◆ **Task goal**:
Pull out every line below that contains the word "black". Case counts.

◆ **Input rows**:
[START]

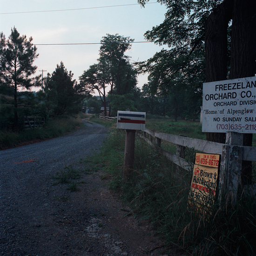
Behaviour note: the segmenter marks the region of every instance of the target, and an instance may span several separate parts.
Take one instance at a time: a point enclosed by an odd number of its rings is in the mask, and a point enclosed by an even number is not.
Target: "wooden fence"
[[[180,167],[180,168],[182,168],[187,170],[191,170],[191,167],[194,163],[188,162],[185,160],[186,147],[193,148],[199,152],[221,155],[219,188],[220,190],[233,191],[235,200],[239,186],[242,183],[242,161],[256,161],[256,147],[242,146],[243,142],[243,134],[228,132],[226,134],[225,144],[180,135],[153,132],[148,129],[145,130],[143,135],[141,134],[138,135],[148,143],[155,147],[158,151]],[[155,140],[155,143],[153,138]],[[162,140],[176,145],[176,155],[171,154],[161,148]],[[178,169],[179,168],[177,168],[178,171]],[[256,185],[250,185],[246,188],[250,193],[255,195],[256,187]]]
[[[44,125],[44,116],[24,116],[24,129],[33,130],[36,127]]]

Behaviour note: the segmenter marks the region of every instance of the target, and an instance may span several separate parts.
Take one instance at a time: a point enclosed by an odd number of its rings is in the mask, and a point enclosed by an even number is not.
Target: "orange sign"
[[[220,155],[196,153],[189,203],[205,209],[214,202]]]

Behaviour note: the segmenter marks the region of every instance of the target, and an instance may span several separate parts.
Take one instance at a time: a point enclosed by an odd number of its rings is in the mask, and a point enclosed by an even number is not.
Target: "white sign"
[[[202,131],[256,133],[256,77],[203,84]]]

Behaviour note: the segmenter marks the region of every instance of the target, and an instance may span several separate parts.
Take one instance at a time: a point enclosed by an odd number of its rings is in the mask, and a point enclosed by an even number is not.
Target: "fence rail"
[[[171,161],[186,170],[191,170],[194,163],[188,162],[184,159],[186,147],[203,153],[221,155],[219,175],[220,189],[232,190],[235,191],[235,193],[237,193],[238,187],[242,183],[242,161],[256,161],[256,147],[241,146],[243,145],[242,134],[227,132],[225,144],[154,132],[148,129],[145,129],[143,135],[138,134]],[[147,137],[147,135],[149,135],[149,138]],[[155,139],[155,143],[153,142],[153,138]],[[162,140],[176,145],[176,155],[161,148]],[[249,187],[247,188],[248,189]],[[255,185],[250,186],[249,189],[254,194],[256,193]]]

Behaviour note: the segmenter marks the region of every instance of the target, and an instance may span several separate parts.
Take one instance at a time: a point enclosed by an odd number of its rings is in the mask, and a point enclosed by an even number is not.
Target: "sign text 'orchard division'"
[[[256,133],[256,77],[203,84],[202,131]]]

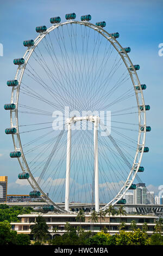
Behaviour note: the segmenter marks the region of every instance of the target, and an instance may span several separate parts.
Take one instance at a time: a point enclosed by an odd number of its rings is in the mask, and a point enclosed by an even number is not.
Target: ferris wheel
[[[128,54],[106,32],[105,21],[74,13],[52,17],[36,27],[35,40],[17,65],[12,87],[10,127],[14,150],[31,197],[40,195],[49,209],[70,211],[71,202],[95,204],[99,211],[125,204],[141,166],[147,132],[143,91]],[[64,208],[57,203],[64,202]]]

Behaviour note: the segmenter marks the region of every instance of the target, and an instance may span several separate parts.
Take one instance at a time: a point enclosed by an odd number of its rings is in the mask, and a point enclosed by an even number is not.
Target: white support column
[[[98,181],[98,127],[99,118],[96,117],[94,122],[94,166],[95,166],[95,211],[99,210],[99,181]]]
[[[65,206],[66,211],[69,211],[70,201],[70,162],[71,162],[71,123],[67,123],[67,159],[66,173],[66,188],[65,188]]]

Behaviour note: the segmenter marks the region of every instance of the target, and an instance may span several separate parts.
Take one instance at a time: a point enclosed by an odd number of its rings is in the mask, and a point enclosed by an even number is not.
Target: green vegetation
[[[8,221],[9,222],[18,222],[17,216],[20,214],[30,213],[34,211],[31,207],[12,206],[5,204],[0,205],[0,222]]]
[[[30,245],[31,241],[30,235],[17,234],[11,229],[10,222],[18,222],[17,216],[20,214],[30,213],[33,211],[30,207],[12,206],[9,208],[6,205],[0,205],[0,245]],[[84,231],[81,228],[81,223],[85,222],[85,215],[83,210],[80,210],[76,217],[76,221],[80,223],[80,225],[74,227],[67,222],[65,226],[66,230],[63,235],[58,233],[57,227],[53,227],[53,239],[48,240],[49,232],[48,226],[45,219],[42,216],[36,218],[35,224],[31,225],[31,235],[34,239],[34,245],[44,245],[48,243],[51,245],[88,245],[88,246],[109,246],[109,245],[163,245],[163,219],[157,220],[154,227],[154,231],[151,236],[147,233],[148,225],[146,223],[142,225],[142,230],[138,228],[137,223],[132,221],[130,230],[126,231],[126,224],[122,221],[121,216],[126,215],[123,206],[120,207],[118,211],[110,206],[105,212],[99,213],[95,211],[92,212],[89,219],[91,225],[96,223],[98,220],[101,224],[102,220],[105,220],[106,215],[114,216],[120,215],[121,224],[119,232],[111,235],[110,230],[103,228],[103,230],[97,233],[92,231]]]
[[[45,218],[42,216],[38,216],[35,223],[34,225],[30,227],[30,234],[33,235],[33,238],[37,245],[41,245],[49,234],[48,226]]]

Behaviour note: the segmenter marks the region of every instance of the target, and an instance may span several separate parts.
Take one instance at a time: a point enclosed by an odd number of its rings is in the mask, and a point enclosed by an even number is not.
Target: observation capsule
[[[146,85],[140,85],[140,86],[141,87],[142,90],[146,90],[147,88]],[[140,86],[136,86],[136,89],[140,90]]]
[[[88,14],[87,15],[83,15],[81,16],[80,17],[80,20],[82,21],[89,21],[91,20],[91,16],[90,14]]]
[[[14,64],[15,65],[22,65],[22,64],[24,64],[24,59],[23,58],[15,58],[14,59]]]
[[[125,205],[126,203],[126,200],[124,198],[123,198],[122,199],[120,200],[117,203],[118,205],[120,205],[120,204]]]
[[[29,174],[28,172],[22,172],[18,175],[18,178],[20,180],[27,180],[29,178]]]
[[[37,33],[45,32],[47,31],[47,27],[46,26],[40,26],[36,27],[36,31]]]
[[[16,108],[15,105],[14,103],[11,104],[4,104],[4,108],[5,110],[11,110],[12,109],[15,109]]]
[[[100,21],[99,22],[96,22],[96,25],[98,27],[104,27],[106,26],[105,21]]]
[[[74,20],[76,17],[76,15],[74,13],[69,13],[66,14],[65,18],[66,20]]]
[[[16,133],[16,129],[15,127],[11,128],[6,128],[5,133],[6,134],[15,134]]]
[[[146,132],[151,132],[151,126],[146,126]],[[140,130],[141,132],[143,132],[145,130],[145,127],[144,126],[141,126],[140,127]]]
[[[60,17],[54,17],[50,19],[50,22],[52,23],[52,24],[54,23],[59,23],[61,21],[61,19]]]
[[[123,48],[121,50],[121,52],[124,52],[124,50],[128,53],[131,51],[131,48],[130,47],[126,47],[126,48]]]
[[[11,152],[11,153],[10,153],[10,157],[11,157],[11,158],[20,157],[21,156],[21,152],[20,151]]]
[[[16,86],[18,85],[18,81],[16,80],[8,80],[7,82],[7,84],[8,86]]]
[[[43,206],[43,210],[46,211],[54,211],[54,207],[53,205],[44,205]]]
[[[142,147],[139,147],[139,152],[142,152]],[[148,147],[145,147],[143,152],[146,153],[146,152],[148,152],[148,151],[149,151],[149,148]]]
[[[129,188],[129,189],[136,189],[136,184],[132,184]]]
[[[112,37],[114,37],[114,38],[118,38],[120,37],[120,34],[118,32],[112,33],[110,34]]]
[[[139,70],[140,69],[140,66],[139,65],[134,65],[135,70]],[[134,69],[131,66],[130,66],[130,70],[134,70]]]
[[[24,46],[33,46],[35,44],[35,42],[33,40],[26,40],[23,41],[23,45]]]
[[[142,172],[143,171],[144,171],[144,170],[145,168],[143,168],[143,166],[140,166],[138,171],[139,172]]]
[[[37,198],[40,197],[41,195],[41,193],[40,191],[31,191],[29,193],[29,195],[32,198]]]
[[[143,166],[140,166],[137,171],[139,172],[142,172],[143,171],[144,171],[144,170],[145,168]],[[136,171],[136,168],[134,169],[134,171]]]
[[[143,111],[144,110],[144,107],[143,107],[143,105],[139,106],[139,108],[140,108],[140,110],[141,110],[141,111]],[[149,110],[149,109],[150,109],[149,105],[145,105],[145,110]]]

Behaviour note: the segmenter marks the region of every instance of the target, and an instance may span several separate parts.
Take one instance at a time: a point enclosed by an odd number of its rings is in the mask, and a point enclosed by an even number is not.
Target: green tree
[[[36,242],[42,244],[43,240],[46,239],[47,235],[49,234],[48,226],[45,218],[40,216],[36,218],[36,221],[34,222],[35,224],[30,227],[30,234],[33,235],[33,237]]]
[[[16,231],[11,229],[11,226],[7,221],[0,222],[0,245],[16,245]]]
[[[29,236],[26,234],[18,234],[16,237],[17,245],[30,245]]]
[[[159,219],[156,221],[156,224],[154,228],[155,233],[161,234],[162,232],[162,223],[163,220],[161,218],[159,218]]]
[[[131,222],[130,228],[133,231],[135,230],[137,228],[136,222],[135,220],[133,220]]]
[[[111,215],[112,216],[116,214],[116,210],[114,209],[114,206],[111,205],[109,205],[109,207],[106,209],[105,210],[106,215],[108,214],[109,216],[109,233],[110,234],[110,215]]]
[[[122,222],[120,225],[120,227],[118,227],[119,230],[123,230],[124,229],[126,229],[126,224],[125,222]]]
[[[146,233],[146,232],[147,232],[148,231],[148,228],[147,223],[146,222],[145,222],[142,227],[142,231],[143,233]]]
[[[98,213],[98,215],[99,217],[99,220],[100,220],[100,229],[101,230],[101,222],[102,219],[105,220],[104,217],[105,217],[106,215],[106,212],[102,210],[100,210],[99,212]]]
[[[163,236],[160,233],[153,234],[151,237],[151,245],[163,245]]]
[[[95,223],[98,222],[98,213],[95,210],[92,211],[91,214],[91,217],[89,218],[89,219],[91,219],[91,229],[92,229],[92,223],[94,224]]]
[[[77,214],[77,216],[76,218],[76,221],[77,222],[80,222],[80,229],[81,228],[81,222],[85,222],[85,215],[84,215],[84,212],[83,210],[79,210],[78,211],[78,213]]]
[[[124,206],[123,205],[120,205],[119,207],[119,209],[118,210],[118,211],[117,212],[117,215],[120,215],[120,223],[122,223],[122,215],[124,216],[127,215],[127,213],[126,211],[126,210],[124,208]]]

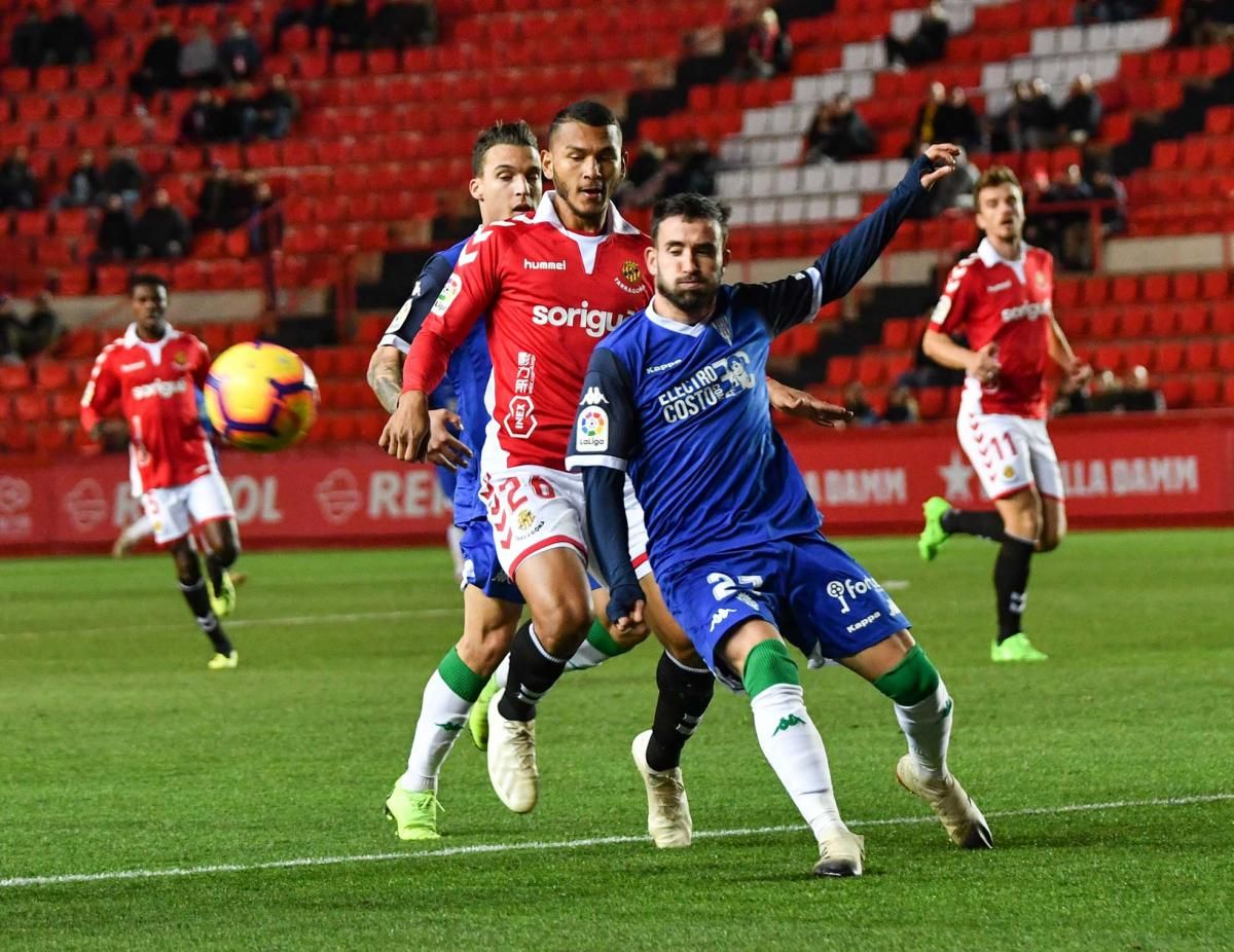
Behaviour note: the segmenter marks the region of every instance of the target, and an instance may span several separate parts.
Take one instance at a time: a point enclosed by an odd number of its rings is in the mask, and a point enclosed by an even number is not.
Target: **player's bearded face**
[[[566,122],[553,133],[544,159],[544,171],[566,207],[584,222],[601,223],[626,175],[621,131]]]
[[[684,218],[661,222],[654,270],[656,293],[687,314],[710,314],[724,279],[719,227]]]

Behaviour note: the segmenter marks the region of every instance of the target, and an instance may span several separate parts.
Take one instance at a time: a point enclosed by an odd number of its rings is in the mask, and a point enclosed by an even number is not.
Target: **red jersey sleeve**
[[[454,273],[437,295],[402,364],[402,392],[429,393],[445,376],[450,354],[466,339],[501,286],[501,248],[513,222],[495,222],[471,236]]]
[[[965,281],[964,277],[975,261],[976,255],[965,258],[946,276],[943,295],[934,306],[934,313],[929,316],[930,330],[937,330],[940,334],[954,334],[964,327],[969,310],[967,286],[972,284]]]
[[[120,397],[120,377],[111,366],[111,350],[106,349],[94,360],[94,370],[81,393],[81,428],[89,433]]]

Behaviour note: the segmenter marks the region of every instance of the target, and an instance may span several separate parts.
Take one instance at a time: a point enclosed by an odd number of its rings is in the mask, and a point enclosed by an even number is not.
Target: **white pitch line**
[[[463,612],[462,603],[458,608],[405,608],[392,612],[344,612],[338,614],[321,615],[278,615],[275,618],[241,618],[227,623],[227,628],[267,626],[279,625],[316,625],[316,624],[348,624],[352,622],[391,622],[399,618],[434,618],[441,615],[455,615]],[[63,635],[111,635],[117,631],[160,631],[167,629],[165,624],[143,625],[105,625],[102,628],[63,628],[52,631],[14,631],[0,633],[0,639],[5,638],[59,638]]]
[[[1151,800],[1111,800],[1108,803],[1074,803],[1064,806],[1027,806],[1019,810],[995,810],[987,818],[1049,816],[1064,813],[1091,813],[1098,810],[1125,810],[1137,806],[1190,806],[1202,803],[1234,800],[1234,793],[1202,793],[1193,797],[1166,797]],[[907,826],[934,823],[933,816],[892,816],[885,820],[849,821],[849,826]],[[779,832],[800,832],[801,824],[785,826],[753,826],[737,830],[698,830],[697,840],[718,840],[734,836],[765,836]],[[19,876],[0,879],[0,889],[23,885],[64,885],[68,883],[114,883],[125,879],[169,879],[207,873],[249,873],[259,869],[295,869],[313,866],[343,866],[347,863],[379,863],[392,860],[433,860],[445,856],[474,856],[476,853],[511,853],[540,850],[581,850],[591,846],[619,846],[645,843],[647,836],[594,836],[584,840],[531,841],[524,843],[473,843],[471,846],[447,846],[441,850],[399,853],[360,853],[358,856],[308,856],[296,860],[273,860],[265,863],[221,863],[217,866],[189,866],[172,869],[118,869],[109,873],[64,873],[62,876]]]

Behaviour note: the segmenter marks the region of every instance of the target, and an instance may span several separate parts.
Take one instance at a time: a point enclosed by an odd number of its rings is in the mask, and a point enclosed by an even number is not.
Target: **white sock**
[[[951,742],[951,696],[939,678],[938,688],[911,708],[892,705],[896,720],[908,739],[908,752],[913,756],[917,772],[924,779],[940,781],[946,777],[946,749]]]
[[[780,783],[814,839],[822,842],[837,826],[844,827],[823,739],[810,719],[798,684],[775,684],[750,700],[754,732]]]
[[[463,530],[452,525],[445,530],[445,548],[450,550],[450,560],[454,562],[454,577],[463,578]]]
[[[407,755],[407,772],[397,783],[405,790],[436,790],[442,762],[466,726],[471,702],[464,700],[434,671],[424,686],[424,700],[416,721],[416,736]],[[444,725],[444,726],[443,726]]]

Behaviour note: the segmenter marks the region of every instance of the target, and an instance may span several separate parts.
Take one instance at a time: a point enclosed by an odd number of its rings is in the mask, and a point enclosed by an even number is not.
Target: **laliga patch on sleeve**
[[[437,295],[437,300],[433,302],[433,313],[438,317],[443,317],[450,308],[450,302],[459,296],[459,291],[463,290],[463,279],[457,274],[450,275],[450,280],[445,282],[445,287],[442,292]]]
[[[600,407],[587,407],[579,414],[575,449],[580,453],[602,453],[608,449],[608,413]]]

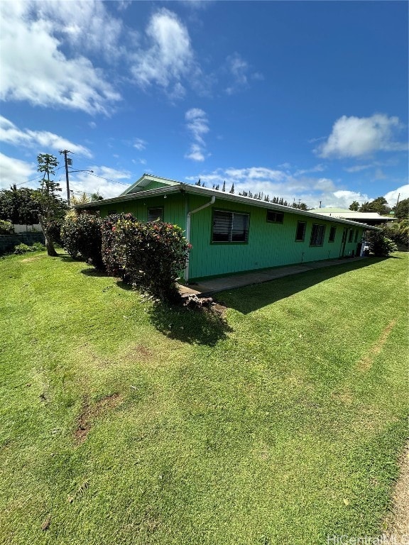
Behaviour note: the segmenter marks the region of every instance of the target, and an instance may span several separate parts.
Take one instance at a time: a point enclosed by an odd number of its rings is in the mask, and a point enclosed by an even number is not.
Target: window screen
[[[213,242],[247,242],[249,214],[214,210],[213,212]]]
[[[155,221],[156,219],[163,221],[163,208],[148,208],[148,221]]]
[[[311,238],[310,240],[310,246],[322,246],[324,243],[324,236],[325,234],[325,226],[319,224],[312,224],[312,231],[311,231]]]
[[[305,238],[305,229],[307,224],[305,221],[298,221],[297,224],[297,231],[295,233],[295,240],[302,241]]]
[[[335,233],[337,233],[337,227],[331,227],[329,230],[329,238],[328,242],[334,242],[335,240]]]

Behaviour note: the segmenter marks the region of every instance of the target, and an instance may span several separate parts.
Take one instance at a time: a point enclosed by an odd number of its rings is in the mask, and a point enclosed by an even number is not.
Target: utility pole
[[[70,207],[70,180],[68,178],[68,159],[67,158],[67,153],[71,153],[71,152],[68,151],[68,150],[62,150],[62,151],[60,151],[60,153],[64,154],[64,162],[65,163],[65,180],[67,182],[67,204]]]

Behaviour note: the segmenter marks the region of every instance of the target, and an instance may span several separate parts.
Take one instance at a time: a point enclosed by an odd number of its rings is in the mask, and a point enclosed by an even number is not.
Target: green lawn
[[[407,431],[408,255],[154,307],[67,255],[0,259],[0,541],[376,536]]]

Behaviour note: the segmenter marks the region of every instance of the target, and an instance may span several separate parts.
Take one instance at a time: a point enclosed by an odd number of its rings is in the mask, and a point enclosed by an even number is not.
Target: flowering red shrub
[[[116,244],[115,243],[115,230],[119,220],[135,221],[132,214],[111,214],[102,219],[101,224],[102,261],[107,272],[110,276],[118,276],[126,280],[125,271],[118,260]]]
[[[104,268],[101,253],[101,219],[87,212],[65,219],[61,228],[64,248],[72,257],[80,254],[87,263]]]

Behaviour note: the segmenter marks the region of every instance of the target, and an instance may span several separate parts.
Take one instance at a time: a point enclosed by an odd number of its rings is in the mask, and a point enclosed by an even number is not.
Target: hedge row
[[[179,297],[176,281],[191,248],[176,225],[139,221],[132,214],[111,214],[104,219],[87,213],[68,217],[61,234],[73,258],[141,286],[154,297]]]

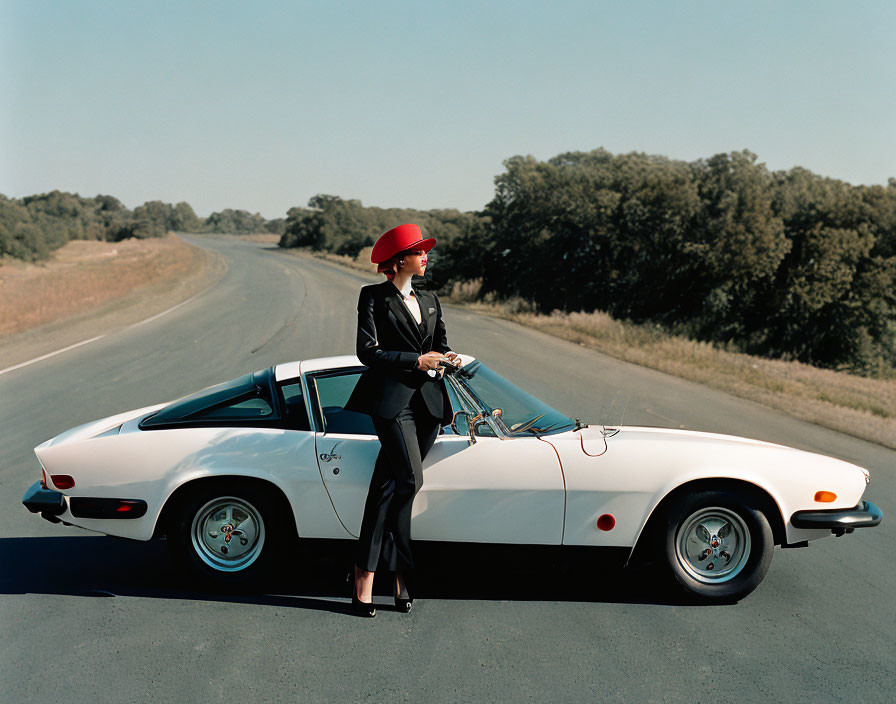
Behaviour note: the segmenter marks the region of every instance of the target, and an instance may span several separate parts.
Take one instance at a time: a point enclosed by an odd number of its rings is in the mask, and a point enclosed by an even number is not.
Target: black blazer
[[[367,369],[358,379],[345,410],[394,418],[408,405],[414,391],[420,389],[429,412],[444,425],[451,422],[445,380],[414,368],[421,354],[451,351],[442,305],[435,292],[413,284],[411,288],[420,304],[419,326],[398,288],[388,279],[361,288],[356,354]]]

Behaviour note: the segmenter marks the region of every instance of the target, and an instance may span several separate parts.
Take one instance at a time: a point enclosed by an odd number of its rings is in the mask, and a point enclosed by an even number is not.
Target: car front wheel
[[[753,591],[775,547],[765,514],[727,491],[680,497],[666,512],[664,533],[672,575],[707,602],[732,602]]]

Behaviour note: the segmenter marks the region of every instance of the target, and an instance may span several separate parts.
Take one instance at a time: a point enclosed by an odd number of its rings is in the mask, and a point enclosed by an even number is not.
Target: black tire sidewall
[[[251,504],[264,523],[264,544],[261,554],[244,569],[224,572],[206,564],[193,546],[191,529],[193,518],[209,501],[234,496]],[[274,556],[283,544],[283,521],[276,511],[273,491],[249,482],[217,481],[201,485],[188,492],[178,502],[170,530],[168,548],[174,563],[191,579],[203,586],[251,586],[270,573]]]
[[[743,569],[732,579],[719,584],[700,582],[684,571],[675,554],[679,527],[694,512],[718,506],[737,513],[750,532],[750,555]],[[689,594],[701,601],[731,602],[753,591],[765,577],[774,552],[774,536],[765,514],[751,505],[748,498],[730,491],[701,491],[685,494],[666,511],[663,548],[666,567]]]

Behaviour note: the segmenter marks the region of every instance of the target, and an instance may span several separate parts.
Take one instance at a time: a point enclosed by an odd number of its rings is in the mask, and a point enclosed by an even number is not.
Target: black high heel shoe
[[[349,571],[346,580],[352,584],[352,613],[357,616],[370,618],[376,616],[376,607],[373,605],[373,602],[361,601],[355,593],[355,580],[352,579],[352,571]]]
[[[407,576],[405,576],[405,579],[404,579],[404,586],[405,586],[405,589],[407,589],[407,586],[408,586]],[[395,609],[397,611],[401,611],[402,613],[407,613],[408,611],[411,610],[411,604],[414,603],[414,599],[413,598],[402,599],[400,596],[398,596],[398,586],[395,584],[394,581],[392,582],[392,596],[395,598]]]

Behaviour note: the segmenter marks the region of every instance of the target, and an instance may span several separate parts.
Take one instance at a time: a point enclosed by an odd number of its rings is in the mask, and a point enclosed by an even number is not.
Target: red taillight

[END]

◆ **Solution below**:
Target: black blazer
Target: black tire sidewall
Target: black high heel shoe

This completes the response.